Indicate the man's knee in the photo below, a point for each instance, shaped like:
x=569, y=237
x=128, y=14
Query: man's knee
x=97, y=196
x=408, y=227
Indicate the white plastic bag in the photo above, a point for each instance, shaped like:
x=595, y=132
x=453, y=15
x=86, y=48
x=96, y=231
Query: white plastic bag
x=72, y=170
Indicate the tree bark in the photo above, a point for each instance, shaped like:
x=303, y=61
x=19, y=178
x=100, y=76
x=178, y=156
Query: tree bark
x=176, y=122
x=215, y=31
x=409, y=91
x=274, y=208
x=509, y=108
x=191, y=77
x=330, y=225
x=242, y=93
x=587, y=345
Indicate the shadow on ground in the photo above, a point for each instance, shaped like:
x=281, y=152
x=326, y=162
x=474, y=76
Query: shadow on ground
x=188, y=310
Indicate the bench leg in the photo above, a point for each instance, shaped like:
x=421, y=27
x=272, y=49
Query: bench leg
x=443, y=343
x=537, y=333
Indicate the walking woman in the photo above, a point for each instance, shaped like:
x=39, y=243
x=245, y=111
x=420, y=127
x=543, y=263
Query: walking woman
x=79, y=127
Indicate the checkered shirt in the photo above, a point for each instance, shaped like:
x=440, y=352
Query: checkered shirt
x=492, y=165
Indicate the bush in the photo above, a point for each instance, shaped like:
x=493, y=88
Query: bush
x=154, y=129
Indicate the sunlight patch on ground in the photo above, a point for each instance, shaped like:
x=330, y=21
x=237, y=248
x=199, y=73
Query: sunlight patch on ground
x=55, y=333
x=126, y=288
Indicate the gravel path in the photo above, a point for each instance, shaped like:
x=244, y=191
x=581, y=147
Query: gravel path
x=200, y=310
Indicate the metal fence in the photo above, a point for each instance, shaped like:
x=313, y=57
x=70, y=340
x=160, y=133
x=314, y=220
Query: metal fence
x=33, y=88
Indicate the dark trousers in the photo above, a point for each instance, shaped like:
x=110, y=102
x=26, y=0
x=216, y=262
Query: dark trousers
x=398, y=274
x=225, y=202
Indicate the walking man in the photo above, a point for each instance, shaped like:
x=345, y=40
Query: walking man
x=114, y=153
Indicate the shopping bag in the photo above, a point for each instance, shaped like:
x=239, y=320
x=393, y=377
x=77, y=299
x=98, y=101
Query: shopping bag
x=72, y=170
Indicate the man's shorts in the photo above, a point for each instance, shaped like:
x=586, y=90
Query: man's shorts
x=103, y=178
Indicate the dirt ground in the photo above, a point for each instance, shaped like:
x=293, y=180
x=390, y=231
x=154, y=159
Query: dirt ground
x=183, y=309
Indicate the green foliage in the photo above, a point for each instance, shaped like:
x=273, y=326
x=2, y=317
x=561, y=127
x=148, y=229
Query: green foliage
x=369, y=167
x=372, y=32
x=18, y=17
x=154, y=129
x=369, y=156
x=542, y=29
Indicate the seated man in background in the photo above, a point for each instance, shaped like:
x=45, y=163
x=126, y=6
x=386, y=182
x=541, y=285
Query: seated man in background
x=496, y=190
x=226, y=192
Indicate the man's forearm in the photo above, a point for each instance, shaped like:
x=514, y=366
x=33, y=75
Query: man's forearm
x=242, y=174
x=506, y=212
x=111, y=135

[Task details]
Write out the data again from the line with "Indicate the white" to the line with "x=587, y=345", both lines included. Multiply every coordinate in the answers by 1.85 and round it to a whole number, with halves rounded up, and leave all other lines unchanged.

[Task response]
Indicate the white plastic bag in the photo above, a point for each instance, shaped like:
x=595, y=132
x=453, y=15
x=86, y=48
x=96, y=231
Query: white plastic bag
x=133, y=315
Indicate the tree bark in the photo above, a point for each instance, shaped like:
x=303, y=61
x=19, y=178
x=100, y=76
x=178, y=156
Query: tree bark
x=326, y=226
x=398, y=57
x=757, y=168
x=507, y=385
x=942, y=200
x=353, y=142
x=611, y=416
x=448, y=172
x=1086, y=638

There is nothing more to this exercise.